___ GIVEN RECORDS ___
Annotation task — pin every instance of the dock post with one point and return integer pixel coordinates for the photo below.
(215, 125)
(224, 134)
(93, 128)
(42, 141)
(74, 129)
___
In the records, swap "dock post" for "mooring post" and leave every other word and mark as it is.

Annotation task — pin every instance of the mooring post with one point and return integer pixel coordinates for the photo below.
(215, 125)
(224, 134)
(93, 128)
(42, 141)
(74, 129)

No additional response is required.